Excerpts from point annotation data
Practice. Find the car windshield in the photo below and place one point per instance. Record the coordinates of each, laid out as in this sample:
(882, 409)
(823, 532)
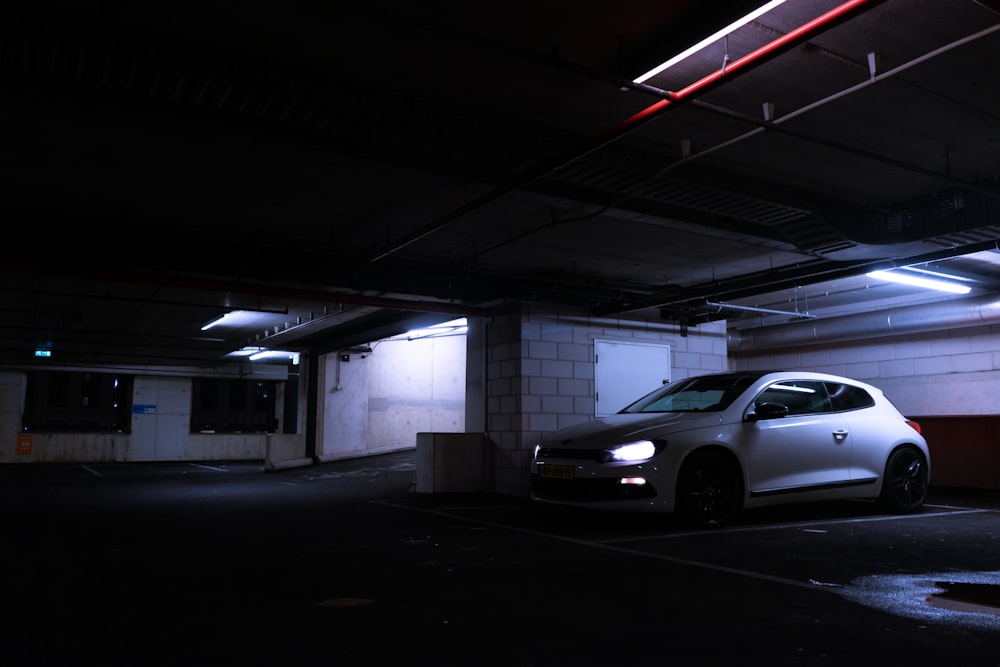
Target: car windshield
(705, 393)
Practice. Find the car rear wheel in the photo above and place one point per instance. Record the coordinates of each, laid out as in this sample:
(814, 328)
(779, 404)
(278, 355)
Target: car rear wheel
(904, 485)
(709, 489)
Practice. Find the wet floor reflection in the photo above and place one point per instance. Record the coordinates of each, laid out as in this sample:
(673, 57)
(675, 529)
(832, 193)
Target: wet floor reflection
(962, 598)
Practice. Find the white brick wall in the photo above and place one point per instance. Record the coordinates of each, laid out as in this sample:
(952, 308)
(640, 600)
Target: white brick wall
(555, 370)
(950, 372)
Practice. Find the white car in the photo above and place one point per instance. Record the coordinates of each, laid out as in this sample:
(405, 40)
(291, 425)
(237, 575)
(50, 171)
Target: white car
(706, 447)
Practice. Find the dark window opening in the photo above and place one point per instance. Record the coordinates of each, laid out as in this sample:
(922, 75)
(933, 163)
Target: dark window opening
(78, 402)
(233, 406)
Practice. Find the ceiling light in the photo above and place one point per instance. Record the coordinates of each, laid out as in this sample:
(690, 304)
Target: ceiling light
(763, 9)
(264, 355)
(925, 279)
(459, 326)
(232, 318)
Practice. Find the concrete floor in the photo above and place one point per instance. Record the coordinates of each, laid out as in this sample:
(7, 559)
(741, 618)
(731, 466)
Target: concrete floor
(343, 564)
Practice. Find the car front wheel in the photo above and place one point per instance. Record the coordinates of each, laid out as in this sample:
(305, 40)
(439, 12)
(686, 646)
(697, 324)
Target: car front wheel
(904, 485)
(709, 489)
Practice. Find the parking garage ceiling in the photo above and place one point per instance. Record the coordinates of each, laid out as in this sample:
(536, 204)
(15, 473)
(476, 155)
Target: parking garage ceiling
(349, 170)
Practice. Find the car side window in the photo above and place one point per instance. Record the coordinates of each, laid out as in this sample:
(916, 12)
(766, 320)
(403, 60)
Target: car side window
(847, 397)
(802, 397)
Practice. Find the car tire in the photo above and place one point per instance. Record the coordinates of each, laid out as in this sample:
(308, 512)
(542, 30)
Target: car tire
(709, 489)
(905, 482)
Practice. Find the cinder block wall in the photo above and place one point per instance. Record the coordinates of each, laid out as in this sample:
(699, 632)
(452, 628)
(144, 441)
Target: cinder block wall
(540, 375)
(949, 381)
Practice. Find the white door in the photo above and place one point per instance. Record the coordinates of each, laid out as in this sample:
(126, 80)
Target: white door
(625, 371)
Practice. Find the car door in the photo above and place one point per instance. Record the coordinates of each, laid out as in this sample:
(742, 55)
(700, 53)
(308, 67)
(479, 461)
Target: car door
(809, 447)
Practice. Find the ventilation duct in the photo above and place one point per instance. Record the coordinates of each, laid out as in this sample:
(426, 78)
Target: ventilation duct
(913, 319)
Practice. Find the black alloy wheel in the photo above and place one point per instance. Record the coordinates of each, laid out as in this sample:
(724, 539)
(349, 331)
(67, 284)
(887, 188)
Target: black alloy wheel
(709, 489)
(904, 485)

TASK REQUIREMENTS: Write out all the items above again, changing every "Target" to "Object" and keeping everything else the same. Leave the pictures out.

SOLVED EXERCISE:
Practice. Find the car windshield in the photo below and place one point per instance. Record the coordinates of each, laid out as in this sample:
(882, 409)
(823, 532)
Object: car windshield
(705, 393)
Practice. Find the car rear wheel in the photo above and place one point per instance. Record the coordinates of each, laid out as in this sample:
(814, 328)
(779, 404)
(278, 355)
Object: car rear wheel
(904, 485)
(709, 489)
Practice. Find the wet floor reflection in the photo above and place one point per instance. Record the coordinates of each, laid out as in this sample:
(673, 57)
(675, 529)
(832, 193)
Object: wet floor reflection
(962, 598)
Practice. Find the white brick wall in the photo above and place one point per instance. Record the coordinates of each, laid out as in this sample:
(952, 308)
(640, 600)
Object: white brick wall
(555, 370)
(950, 372)
Practice. Find the white car in the photo above and place one point per instance. Record the coordinates of each, laid out as in this sample:
(405, 40)
(291, 425)
(237, 575)
(50, 171)
Object: white car
(706, 447)
Practice. Find the dark window opening in the photo above and place one point per instance. Record the coordinates of each, laid out as in this sample:
(922, 75)
(933, 163)
Object: dark window opening
(78, 402)
(233, 406)
Practice. Find the ceiling light in the photo above and place one point per instance. Record the coordinates of each, laid out as in this sample:
(690, 304)
Object: ceiling light
(763, 9)
(264, 355)
(925, 279)
(459, 326)
(232, 318)
Practice. Find the concrete floor in the photo above and place one point per instance. Record the coordinates of each, laid out as in this sample:
(7, 559)
(741, 618)
(731, 466)
Object: concrete floor
(343, 564)
Practice. Find the car front wheel in the photo above and place one point per instance. Record the coordinates of each, laid out as in this sample:
(305, 40)
(439, 12)
(686, 646)
(697, 324)
Object: car front wheel
(904, 485)
(709, 489)
Practice. Find the parking garage ceiling in the photo above and place one point per instance. Record the coordinates of each, laid out as in this sample:
(536, 204)
(15, 473)
(476, 155)
Object: parking garage ceiling
(349, 170)
Practice. Find the car side window in the photo above and place one point per instance. Record the coordinates of each, laid out as in this sample:
(916, 12)
(766, 320)
(403, 60)
Object: car side window
(847, 397)
(802, 397)
Practice. Find the car tire in the photo above and place one point per instance. Record the coordinates of each, laid out as in this sample:
(308, 512)
(542, 30)
Object: car tire
(709, 489)
(905, 482)
Practice. Find the cinder block wall in the photo above and place one point per instance. Record the coordinates of each, laid out as in this sample:
(699, 632)
(452, 628)
(144, 441)
Object: cinder block wall
(540, 375)
(949, 381)
Practice. Find the white door in the photo above and place one point per instance. Record the coordinates of each, laid out as in this sample:
(126, 80)
Object: white door
(625, 371)
Practice. Find the car door in the photo above and place one point per instance. Record the coordinates of each, laid out as in this sample:
(742, 55)
(700, 53)
(308, 67)
(479, 461)
Object: car door
(809, 447)
Practice. Find the ventilation duct in the photo above and place one point per instance. Record the coordinates of each, laid out as in this sample:
(426, 78)
Object: ventilation duct
(913, 319)
Practice. Find the black alloy wheel in the photo above and place one point per instance. Record the coordinates of each, laid out as in this sample:
(724, 539)
(349, 331)
(67, 284)
(887, 188)
Object: black alloy wheel
(709, 489)
(904, 485)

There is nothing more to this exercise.